## Exercício proposto
Resuma o texto de origem em duas frases.

## Texto de origem

--*--

Falo muito de Antropologia, mas não quero enganar ninguém: não sei se quero isso da minha vida ou se tenho a “vocação” para tanto. Interesso-me; ponto. Por exemplo, no prefácio à edição brasileira de KUPER, Adam. A reinvenção da sociedade primitiva: transformações de um mito.
Recife: Ed. Universitária da UFPE, 2008 (na página 11) temos:
Sociedades primitivas – ou, ainda melhor, povos primitivos – são resultados da imaginação ocidental. Isso não implica que as noções de primitivo não têm nenhum propósito. Como nos mundos alternativos da ficção científica, as idéias sobre a sociedade primitiva nos ajudam a pensar a nossa própria sociedade. O primitivo, o bárbaro, o selvagem são os nossos “opostos”. Eles nos definem, enquanto nós os definimos.
Adam Kuper, 2008. Foto da página virtual da Brunel University.

--*--

## Linhas fornecidas

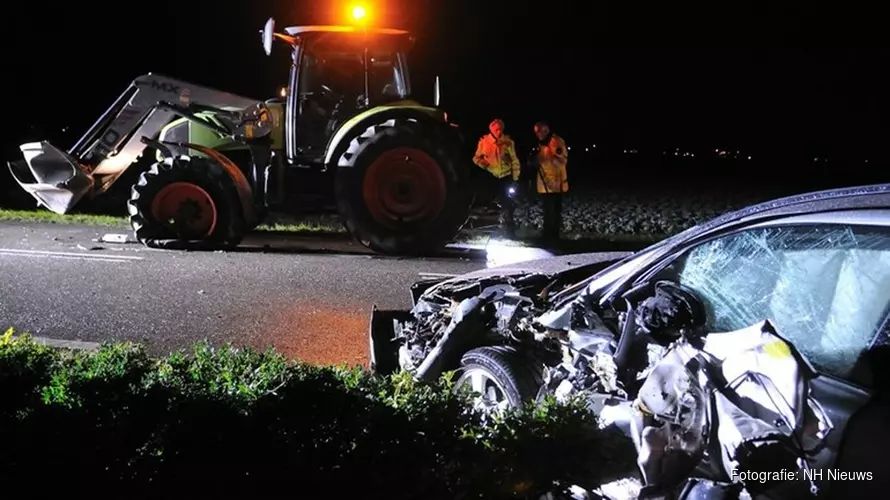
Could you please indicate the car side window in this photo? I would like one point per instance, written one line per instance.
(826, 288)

--*--

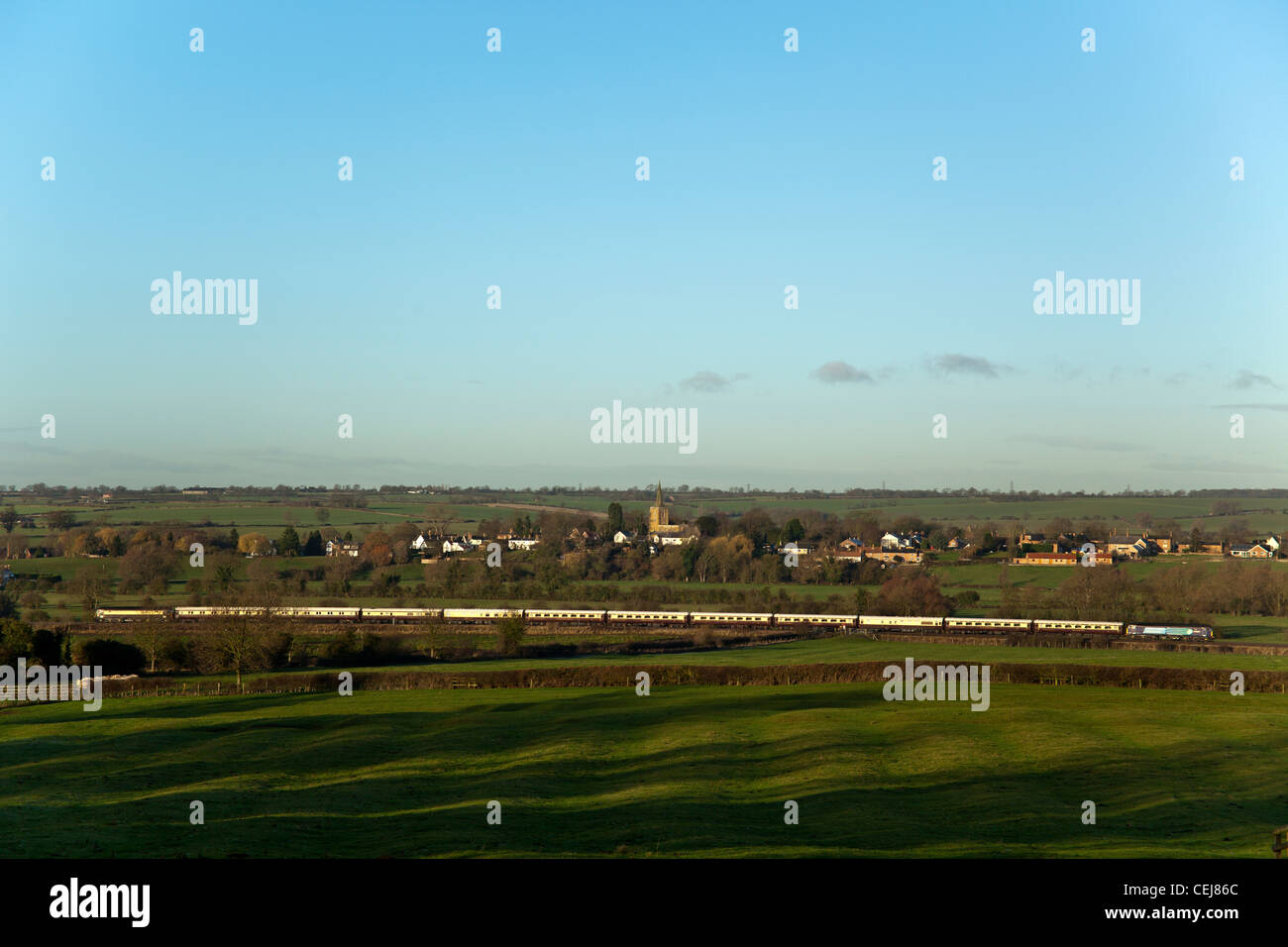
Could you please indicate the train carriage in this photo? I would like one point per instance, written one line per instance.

--*--

## Resposta
Quem escreve diz que fala muito de Antropologia, mas não sabe se quer isso para a vida nem se tem vocação: apenas se interessa pelo assunto. Como exemplo, cita o prefácio à edição brasileira de "A reinvenção da sociedade primitiva", de Adam Kuper, segundo o qual as sociedades primitivas são fruto da imaginação ocidental, mas ajudam a pensar a nossa própria sociedade, pois são os nossos "opostos", que nos definem enquanto nós os definimos.